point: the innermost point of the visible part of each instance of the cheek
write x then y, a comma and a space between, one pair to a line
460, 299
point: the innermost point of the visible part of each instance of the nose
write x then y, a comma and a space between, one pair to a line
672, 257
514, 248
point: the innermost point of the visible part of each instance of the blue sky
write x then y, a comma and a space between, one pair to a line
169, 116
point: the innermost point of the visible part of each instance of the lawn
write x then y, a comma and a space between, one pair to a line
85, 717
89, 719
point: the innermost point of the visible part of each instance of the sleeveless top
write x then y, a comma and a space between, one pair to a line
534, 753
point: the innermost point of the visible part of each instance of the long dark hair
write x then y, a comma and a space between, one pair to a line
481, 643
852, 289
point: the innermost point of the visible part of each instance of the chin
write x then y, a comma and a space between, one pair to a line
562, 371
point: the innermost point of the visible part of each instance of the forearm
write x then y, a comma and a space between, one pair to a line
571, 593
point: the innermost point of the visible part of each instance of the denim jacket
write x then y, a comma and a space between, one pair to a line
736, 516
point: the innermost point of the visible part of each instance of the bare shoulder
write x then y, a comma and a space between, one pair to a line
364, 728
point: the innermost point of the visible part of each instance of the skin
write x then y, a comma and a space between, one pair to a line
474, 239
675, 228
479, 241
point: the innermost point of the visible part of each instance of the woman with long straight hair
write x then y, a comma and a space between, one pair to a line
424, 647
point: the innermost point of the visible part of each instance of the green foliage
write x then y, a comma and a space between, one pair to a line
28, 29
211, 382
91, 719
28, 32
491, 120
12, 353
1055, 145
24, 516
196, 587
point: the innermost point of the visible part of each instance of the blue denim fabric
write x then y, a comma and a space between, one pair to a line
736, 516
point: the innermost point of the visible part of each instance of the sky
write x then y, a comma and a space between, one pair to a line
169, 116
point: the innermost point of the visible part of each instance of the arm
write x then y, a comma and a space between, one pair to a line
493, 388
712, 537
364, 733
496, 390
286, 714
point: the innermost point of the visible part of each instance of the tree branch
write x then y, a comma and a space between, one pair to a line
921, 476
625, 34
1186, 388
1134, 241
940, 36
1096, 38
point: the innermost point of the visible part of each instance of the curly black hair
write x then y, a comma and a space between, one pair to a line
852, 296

**********

● Description of the task
Reproduce the data exactly, altering nothing.

● Result
point: the innermost point of the visible part of each instance of the cheek
write x then y, a comma and a space between, one pair to a line
460, 299
point: the innermost point of the visible part of each instance of the nose
write x then y, a comma and a space between, one pair to a line
672, 257
514, 248
point: the innermost point of the visible part of each instance of the blue sky
write x then y, a comma and a space between, one pair to a line
169, 116
point: the innermost point of the visible part of each instance of the lawn
write x then y, a comma and a space between, one pair to a line
85, 717
89, 719
point: the innermost point of the visible part of each instance of the sleeveless top
write x then y, a comma and a space between, one pair to a line
534, 753
point: the innermost point of the visible part of each instance of the long dark hair
write x then y, a comma and a space between, one pair to a line
481, 643
852, 289
point: the innermost point of the visible part of each instance of the chin
write x then y, a comma and a space between, one pair to a line
562, 371
point: the innermost point of the visible part of each instance of the forearm
write x then y, a comma and a space between, one pair to a line
571, 593
point: the innermost point of the visible part of each instance of the denim jacket
write x then y, a comma and a space between, one pair to a line
736, 516
point: the innermost point of the visible part of each instance of the bare shoulder
write x then y, a comma and a space between, one pair to a line
364, 728
point: the innermost point of the visible part of each instance of the skin
write x then y, a comma and a space between, one pair to a line
474, 239
675, 228
479, 241
point: the innermost point of the visible part of each instance of the woman with long straight hair
write x then y, a comma and a space between, one pair to a line
424, 647
point: the innermost point of the visible part of each instance of the green foliage
write x then y, a comma and a space between, one pair to a line
28, 29
211, 382
91, 719
28, 32
491, 120
12, 353
1055, 145
24, 516
196, 587
point: the innermost point of the visible part of each instance of the blue denim fabric
write x then y, a comma and a space between, one pair to a line
736, 516
point: the innermost point of the visible part of each instance of the sky
write x then y, a comma and a space between, one pair to a line
169, 116
point: the innermost point of the visible part of each instance of the arm
write x then y, a comma and a space between, one pair to a line
493, 388
712, 537
364, 733
496, 390
286, 714
point: the innermost point of the visible part of each instance of the tree branch
write x then y, a comma and a space between, one pair to a line
921, 476
625, 34
1186, 388
1134, 241
940, 36
1096, 38
point: the innermost point of the visible part of each instance of the curly black hair
write x then y, a comma and a space between, one pair to a line
852, 296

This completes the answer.